These are two superpowers. Wars between such factions are supposed to be devastating and long. We even see it in our history, particularly between the english and the french. These wars did not end in absolutes, given that the wars are so costly and so long that they spawn unrest at home, as well as logistic complications (the real breaker in ye olde war). With the blood war (as they call it), they have the opportunity to work with this if they want to pursue the narrative of peace. Peace will not be struck on nice feelings. It’ll be struck because neither side can continue the war and neither side is certain they can win the war if they made the push to do so.

As for Varian’s threat, that wasn’t capability. He was posturing. If he said nothing he’d look weak, if he was even buddy-buddy about it, he’d earn no shortage of (profanity) about it. Even if he ordered an attack to kill the leaders of the Horde, he would’ve martyr’d them to unite the Horde and together, they would’ve brought ruin to the Alliance. Even if the Alliance won in the end, the victory would be so pyrrhic that they’d be helpless to any outside influence, or even inside influence, if politics gave way to infighting, as it so often does. Varian Wrynn was groomed for the position of being a king, as is normal for royalty. He knows how to flex and maintain composure to look good to his court/subjects, even if he’s not in a position to deliver on that threat.

The Alliance has not been losing. They overcame a logistical nightmare and took back Darkshore, despite the numbers not being in their favor. They took a fully manned Keep (you may say that victory is pyrrhic, but that’s pretty much the only way an assault on Lordaeron’s going to play out. The Forsaken can’t be starved out, so they have to be attacked physically. Keeps are built to fight 10:1 odds and win.). Despite being down to conscripts, they managed to assail Drazal’alor and win. Mekkatorque didn’t even die. Jaina didn’t even die or suffer any lasting, permanent injuries, despite being in a situation where she feasibly could have. It was nothing but a net gain for them. (You may say the writers were holding their punches with Drazal’alor, and to an extent, they did with the Zandalari, but there’s two reasons why they couldn’t deliver the deathblow;

1: The whole success of the assault banked on the Horde not being present to reinforce the defenses. Once they returned, they successfully ousted the Alliance. Trying to attack a fortified location is, naturally, a meat grinder and after being ousted from the initial attack, it’s most likely they didn’t have the resources to try again.

INSTRUCTIONS:
A. In the passage, at what odds are keeps said to be built to fight and win?
B. From the passage, extract the portion between "1: The whole" and "to try again.", inclusive, reproducing it word for word.

RAW DATA:
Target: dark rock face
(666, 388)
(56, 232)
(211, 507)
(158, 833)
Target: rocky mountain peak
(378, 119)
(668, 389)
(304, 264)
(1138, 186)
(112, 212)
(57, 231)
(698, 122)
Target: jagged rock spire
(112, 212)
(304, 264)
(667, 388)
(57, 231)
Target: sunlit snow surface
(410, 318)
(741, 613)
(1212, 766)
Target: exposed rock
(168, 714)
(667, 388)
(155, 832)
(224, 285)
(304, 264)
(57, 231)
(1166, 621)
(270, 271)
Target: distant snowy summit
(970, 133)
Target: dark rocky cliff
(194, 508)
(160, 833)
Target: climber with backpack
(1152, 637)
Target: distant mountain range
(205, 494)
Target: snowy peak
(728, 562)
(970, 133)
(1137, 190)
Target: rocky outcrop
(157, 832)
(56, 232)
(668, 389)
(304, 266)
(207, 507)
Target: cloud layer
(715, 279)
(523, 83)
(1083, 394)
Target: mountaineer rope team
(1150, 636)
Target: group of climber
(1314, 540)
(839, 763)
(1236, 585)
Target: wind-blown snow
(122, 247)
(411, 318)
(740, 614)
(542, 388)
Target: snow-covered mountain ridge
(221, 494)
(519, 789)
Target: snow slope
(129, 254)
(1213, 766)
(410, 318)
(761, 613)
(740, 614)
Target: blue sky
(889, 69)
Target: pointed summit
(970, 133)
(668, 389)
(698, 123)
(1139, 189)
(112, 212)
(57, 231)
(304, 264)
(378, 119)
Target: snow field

ANSWERS FOR THE TASKS:
A. 10:1 odds

B.
1: The whole success of the assault banked on the Horde not being present to reinforce the defenses. Once they returned, they successfully ousted the Alliance. Trying to attack a fortified location is, naturally, a meat grinder and after being ousted from the initial attack, it’s most likely they didn’t have the resources to try again.